*EXERCISE DETAILS*.
Present every line of the records below as a numbered list, leaving out the blank lines.

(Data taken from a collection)
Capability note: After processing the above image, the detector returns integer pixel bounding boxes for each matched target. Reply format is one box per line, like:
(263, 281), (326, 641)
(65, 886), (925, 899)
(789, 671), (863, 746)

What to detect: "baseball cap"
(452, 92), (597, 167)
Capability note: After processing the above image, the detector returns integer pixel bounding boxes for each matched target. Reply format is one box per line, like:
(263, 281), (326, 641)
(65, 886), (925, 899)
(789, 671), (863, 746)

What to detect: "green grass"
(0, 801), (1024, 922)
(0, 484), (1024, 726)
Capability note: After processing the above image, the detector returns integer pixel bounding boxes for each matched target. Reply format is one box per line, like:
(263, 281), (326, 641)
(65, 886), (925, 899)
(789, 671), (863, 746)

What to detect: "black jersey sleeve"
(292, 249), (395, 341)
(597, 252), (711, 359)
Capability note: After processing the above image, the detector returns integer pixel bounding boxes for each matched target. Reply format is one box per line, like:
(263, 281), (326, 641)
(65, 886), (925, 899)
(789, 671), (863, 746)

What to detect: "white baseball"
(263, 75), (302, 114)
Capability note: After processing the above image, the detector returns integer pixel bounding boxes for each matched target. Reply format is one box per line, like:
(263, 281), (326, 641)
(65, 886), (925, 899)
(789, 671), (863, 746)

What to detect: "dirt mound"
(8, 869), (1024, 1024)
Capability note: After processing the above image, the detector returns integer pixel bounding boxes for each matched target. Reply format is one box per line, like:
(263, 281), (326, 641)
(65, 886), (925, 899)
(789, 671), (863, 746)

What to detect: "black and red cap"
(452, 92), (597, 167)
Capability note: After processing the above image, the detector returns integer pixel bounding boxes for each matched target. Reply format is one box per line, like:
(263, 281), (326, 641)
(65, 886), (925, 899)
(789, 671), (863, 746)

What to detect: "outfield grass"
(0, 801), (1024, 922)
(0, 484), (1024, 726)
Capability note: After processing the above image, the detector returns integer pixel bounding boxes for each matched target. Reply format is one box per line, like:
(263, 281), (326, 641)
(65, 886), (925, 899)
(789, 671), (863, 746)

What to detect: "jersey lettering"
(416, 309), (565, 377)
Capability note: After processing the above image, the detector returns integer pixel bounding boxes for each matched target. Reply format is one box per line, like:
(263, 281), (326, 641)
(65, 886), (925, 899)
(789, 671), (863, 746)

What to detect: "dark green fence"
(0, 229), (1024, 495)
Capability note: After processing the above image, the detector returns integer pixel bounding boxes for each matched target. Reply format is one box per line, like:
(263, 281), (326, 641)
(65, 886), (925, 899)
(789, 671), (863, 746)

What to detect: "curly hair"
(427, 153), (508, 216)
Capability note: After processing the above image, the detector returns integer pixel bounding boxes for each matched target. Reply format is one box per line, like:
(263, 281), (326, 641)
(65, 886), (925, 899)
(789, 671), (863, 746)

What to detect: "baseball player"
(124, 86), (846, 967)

*OUTPUT FOR THIS EXERCISE*.
1. Capability note: After processing the above image, the detector returns integer pixel bounding boxes for each matched target. Reply format is one box per line, like:
2. (263, 281), (326, 641)
3. (65, 886), (925, 899)
4. (789, 671), (863, 746)
5. What to detect: "baseball cap"
6. (452, 92), (597, 167)
7. Capability note: After processing the above image, the detector returns integer pixel bounding boxes for each matched target. Reply format is one box per line, like:
8. (263, 281), (326, 641)
9. (65, 886), (925, 899)
10. (789, 671), (863, 746)
11. What to detect: "green grass"
12. (0, 801), (1024, 922)
13. (0, 484), (1024, 726)
14. Capability note: After processing the above image, the detector returns integer pixel bounding boxes for each matched target. Reply format is one box per line, like:
15. (263, 281), (326, 641)
16. (65, 886), (925, 899)
17. (789, 671), (863, 746)
18. What to detect: "black jersey sleeve"
19. (292, 249), (395, 341)
20. (597, 252), (711, 359)
21. Capability note: After processing the above image, the detector returns integer pixel bounding boxes for each matched target. Reply format is one box per line, like:
22. (263, 281), (326, 641)
23. (65, 886), (925, 899)
24. (789, 671), (863, 746)
25. What to detect: "white baseball"
26. (263, 75), (302, 114)
27. Capability note: After processing the above image, the detector returns integer pixel bounding boxes for each matched target. Reply format is one box per line, like:
28. (263, 281), (326, 641)
29. (65, 886), (925, 899)
30. (789, 671), (863, 746)
31. What to detect: "dirt mound"
32. (8, 869), (1024, 1024)
33. Capability note: After processing the above image, the detector returns integer pixel bounding boxes for each matched target. Reply format is one box per line, like:
34. (263, 281), (326, 641)
35. (65, 886), (925, 899)
36. (789, 671), (863, 746)
37. What to detect: "black and red cap"
38. (452, 92), (597, 167)
39. Capability note: After processing the above image, the detector returns integer pixel bounding boxes for each matched target. Reply format is one box per line, like:
40. (263, 281), (326, 641)
41. (65, 886), (925, 899)
42. (789, 671), (863, 746)
43. What to detect: "outfield grass"
44. (0, 801), (1024, 922)
45. (0, 484), (1024, 726)
46. Capability note: After processing the above image, the detector returns integer pixel bounding boxes for each matched target. Reply format is one box per line, like:
47. (263, 281), (326, 641)
48. (65, 886), (925, 899)
49. (789, 671), (863, 746)
50. What to detect: "jersey lettering"
51. (416, 309), (565, 377)
52. Capability note: After processing the above image, the detector returns integer pixel bounding boxes for each matched target. Reply format is one box per line, like:
53. (263, 281), (326, 641)
54. (65, 886), (925, 899)
55. (789, 671), (863, 746)
56. What to detect: "dark green fence"
57. (0, 229), (1024, 495)
58. Capability note: After processing the above image, the detector returns integer pixel bounding boxes for each matched target. Reply format is one box per line, like:
59. (263, 281), (326, 641)
60. (65, 886), (925, 899)
61. (789, 671), (863, 746)
62. What to detect: "curly hair"
63. (427, 153), (508, 216)
64. Capability note: After processing the above image, the detector returns integer pixel bounding boxes for each matched target. Reply format is one box per line, like:
65. (263, 281), (326, 641)
66. (65, 886), (925, 899)
67. (789, 671), (863, 746)
68. What to detect: "baseball player"
69. (124, 86), (846, 967)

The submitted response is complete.